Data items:
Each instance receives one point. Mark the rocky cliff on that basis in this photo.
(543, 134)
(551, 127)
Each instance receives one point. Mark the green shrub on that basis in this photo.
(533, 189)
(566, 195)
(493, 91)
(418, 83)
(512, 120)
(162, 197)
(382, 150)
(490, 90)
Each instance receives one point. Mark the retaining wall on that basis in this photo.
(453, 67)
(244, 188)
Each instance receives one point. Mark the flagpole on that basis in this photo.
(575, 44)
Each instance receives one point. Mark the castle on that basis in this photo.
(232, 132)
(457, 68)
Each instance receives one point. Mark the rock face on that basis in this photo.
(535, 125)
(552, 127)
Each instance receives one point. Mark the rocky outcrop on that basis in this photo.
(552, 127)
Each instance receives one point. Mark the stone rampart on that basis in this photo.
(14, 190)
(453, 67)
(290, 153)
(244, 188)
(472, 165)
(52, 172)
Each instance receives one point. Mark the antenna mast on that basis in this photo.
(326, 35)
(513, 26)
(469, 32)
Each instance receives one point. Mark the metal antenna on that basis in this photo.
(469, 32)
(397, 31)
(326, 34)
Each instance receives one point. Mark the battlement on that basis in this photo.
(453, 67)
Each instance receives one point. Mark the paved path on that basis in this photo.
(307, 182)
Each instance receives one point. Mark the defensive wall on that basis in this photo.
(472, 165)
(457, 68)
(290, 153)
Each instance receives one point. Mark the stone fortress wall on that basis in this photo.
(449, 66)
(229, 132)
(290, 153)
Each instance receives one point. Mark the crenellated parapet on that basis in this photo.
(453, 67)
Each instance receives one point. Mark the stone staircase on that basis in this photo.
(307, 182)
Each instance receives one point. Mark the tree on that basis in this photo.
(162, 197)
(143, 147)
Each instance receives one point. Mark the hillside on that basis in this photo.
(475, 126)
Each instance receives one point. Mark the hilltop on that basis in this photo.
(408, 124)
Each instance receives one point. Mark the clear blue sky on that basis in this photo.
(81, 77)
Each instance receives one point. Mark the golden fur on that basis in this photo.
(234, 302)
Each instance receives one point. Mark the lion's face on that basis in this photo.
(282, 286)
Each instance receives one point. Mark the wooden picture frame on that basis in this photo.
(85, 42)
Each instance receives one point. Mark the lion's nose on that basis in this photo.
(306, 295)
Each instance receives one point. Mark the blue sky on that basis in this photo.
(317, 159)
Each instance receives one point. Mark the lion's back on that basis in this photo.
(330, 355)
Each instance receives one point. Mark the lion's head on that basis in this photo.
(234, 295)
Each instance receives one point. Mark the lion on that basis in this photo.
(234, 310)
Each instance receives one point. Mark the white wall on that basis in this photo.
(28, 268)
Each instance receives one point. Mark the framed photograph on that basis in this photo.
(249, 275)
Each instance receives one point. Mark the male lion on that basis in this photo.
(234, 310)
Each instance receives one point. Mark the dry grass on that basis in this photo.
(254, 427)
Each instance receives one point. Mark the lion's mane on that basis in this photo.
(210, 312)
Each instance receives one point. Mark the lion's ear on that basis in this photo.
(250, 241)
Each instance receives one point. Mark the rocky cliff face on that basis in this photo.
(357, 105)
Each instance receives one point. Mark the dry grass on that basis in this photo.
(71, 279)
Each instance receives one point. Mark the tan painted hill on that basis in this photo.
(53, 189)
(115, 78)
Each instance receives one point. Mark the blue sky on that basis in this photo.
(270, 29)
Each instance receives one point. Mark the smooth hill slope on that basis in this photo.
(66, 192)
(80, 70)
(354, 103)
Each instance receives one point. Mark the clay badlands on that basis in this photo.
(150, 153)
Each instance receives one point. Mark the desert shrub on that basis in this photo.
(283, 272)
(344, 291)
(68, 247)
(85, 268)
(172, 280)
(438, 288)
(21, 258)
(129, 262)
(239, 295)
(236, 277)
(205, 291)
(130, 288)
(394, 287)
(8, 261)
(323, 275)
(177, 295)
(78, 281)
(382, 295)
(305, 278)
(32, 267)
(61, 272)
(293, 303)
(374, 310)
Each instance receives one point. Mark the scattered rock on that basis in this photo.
--
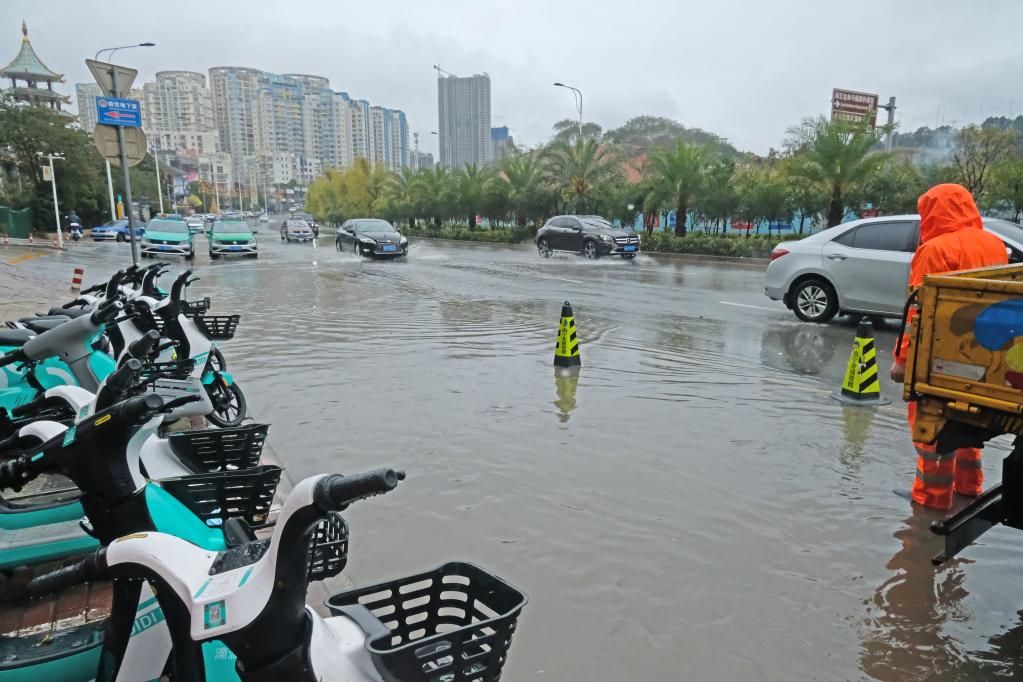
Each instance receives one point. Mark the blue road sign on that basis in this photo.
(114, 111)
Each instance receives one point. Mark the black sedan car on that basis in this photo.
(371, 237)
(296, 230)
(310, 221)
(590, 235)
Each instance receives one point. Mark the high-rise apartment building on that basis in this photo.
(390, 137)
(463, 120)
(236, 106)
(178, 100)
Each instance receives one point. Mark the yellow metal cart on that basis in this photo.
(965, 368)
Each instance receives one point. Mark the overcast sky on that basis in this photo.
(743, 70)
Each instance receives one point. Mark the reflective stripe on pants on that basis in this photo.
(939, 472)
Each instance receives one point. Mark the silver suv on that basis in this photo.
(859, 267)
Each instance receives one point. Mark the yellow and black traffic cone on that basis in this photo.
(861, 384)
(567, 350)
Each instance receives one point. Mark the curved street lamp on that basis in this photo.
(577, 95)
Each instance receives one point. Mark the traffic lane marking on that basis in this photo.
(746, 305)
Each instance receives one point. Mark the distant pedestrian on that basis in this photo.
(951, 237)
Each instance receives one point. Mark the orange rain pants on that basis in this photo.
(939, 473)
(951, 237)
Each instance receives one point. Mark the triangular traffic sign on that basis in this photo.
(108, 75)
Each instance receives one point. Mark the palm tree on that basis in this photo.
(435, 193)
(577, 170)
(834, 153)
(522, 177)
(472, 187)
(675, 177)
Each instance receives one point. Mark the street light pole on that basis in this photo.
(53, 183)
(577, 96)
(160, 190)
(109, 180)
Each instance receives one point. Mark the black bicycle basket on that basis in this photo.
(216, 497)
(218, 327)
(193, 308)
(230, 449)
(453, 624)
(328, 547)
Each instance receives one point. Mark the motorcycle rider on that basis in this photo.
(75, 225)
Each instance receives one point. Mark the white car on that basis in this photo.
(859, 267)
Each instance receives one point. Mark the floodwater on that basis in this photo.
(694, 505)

EXERCISE OBJECTIVE:
Identify every line of the data above that contains the word "black" and copy each one in full, treating uppercase and lowercase letters as different.

COMPLETE ANSWER:
Each instance receives one point. Mark the black sedan car on that basis in this photo.
Each instance receives one point. Mark the yellow and black traffic cone on that basis in this photo.
Each instance receives one point. Mark the black bicycle basket on that basis in this photo.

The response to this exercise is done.